### Given task
Transcribe each line of the entries below word for word, without changing anything.

### Data supplied
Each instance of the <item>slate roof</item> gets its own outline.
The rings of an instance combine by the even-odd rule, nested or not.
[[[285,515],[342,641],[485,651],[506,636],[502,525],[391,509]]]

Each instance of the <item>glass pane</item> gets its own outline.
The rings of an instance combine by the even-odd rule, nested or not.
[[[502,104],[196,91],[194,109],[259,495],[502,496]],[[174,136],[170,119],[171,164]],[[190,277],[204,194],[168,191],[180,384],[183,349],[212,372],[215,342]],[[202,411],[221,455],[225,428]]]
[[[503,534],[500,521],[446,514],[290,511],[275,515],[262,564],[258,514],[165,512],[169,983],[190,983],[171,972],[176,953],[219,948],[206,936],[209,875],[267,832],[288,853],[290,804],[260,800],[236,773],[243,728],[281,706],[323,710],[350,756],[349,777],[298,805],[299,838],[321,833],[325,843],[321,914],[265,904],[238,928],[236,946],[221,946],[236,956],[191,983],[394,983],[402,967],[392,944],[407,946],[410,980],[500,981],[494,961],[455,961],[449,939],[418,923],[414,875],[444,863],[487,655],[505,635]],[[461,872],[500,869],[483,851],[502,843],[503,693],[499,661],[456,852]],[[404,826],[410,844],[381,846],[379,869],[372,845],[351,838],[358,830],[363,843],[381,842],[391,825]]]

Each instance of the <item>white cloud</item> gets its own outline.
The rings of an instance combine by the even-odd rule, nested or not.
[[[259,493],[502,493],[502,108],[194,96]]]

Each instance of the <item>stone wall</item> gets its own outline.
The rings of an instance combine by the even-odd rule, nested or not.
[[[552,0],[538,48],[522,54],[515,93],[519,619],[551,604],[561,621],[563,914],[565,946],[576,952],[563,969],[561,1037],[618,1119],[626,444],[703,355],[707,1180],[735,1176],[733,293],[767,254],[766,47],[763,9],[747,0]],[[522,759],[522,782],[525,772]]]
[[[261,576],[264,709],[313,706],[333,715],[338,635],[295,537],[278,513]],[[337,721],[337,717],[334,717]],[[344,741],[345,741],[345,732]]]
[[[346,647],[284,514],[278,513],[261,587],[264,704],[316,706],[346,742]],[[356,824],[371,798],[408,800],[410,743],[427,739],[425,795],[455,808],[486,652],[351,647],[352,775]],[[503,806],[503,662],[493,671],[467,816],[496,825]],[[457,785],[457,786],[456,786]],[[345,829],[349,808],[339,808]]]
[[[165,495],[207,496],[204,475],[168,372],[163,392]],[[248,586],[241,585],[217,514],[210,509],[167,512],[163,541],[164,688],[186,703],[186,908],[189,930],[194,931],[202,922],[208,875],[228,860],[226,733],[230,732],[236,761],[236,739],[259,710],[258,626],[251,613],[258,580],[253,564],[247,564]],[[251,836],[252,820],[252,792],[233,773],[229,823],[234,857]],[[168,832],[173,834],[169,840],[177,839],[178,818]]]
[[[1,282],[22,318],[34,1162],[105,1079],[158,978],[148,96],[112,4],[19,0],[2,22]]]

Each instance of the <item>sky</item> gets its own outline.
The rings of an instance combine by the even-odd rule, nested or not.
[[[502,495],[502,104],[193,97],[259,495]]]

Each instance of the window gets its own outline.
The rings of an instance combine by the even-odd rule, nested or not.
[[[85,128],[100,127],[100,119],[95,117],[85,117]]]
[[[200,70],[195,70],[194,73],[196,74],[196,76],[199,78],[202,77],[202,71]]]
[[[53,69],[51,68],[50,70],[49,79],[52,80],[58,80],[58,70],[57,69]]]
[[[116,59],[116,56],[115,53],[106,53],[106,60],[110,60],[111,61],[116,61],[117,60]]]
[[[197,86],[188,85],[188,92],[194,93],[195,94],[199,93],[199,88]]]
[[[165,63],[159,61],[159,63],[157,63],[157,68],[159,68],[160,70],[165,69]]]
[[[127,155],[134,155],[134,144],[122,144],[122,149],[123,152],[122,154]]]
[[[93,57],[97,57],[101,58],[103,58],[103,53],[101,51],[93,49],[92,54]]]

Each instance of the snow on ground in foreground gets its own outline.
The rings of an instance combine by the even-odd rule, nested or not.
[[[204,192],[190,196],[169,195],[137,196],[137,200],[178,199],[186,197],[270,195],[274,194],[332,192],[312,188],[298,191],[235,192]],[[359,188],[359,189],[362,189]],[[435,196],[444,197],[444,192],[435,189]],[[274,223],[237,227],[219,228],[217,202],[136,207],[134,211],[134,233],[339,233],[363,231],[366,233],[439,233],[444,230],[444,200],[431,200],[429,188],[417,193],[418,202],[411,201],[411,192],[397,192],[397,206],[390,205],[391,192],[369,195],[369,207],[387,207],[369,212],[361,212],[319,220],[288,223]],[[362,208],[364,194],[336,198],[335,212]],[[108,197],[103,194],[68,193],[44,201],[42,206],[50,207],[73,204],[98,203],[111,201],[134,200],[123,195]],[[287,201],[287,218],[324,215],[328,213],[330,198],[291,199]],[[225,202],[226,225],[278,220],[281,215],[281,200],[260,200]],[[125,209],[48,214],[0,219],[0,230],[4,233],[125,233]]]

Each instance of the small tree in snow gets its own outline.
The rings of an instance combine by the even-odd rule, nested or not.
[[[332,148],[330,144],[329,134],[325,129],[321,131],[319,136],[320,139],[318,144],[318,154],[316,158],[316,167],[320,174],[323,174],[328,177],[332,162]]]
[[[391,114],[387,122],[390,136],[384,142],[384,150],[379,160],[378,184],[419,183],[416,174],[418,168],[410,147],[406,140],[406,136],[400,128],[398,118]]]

### Reply
Each instance of the <item>slate roof</item> gets its own outline.
The rings of an instance combine by the even-odd rule, nested or not.
[[[285,515],[342,641],[485,651],[506,636],[502,525],[391,509]]]

Each instance of the <item>glass pane</item> gets its own outline.
The rings of an instance combine by the even-odd rule, nested or not.
[[[502,104],[196,91],[194,109],[259,495],[502,496]],[[174,136],[170,119],[171,164]],[[190,277],[204,194],[168,191],[180,384],[183,349],[212,372],[215,342]],[[202,411],[221,455],[225,428]]]
[[[503,534],[500,521],[446,514],[290,511],[275,515],[262,564],[258,514],[165,512],[169,983],[190,983],[171,972],[176,953],[219,948],[206,936],[209,875],[267,832],[288,853],[290,804],[260,800],[236,773],[243,728],[281,706],[323,710],[350,756],[349,777],[298,805],[299,838],[321,833],[325,843],[321,914],[265,904],[238,928],[236,946],[221,946],[236,956],[191,983],[394,983],[402,967],[392,944],[407,946],[410,980],[500,981],[494,961],[455,961],[449,939],[418,923],[414,875],[444,863],[487,655],[505,635]],[[461,872],[500,869],[483,851],[502,843],[503,693],[499,661],[456,852]],[[404,826],[410,844],[381,846],[379,869],[372,845],[351,838],[358,830],[363,843],[381,842],[391,825]]]

Each instance of the <item>white cloud</item> gets its own outline.
The rings of an instance combine by the even-odd rule, nested or not.
[[[259,493],[502,493],[502,108],[194,96]]]

Each instance of the <item>stone wall</item> gets its own outline.
The rings of an instance combine by the even-odd rule, nested or not.
[[[552,0],[538,48],[522,54],[515,93],[519,619],[551,604],[561,621],[563,914],[565,946],[576,952],[563,969],[561,1037],[618,1119],[626,444],[703,355],[707,1180],[735,1176],[733,293],[767,254],[766,47],[763,9],[747,0]],[[522,759],[522,782],[525,772]]]
[[[261,576],[264,709],[313,706],[333,715],[338,635],[295,537],[278,513]],[[337,721],[337,717],[334,717]],[[344,741],[345,741],[345,732]]]
[[[346,647],[284,514],[278,513],[261,587],[264,704],[316,706],[346,742]],[[356,824],[371,798],[408,800],[410,743],[427,739],[425,795],[455,808],[486,652],[351,647],[352,775]],[[503,806],[503,662],[493,671],[467,816],[496,825]],[[457,785],[457,786],[456,786]],[[345,829],[349,808],[339,808]]]
[[[165,495],[207,496],[204,475],[168,372],[163,392]],[[248,586],[241,585],[217,514],[210,509],[167,512],[163,541],[164,688],[186,703],[186,908],[189,930],[194,931],[202,922],[208,875],[228,860],[226,733],[230,732],[236,761],[236,739],[259,710],[258,626],[251,613],[258,580],[253,564],[247,564]],[[251,836],[252,820],[252,792],[233,773],[229,823],[234,857]],[[168,832],[173,834],[169,840],[177,839],[178,818]]]
[[[1,282],[22,318],[34,1162],[105,1079],[158,978],[148,96],[112,4],[19,0],[2,22]]]

Each instance of the <item>sky</item> gets its own outline.
The rings of an instance combine by the even-odd rule, nested or not.
[[[502,495],[502,104],[193,97],[259,495]]]

Each instance of the window gets its own outline.
The rings of an instance combine by the even-odd rule, nested or not.
[[[85,128],[100,127],[100,119],[95,117],[85,117]]]
[[[200,70],[195,70],[194,73],[196,74],[196,76],[199,78],[202,77],[202,71]]]
[[[53,69],[51,68],[50,70],[49,79],[52,80],[58,80],[58,70],[57,69]]]
[[[116,59],[116,56],[115,53],[106,53],[106,60],[110,60],[111,61],[116,61],[117,60]]]
[[[197,86],[188,85],[188,92],[194,93],[195,94],[199,93],[199,88]]]
[[[165,63],[159,61],[159,63],[157,63],[157,68],[159,68],[160,70],[165,69]]]
[[[127,155],[134,155],[134,144],[122,144],[122,149],[123,152],[122,154]]]
[[[93,57],[97,57],[101,58],[103,58],[103,53],[101,51],[93,49],[92,54]]]

Each instance of the snow on ground in foreground gets its own outline.
The rings of an instance combine by the even-odd rule, nested or not.
[[[204,192],[190,196],[169,195],[137,196],[137,200],[178,199],[186,197],[270,195],[274,194],[332,192],[312,188],[298,191],[235,192]],[[359,188],[359,189],[362,189]],[[435,196],[444,197],[444,192],[435,189]],[[274,223],[237,227],[219,228],[217,202],[136,207],[134,211],[134,233],[339,233],[363,231],[366,233],[439,233],[444,230],[444,200],[431,200],[429,188],[417,193],[418,202],[411,201],[411,192],[397,192],[397,206],[390,205],[391,192],[369,195],[369,207],[387,207],[369,212],[361,212],[319,220],[288,223]],[[362,208],[364,194],[336,198],[335,212]],[[108,197],[103,194],[68,193],[44,201],[42,206],[50,207],[73,204],[98,203],[111,201],[134,200],[123,195]],[[287,201],[287,218],[324,215],[328,213],[330,198],[291,199]],[[225,202],[226,225],[278,220],[281,215],[281,200],[260,200]],[[125,209],[48,214],[0,219],[0,230],[4,233],[125,233]]]

Each instance of the small tree in snow gets its own outline.
The rings of an instance combine by the even-odd rule, nested or not.
[[[332,148],[330,144],[329,134],[325,129],[321,131],[319,136],[320,139],[318,144],[318,154],[316,158],[316,167],[320,174],[323,174],[328,177],[332,162]]]
[[[391,114],[387,122],[390,136],[384,142],[384,150],[379,160],[378,184],[419,183],[416,174],[418,168],[410,147],[406,140],[406,136],[400,128],[398,118]]]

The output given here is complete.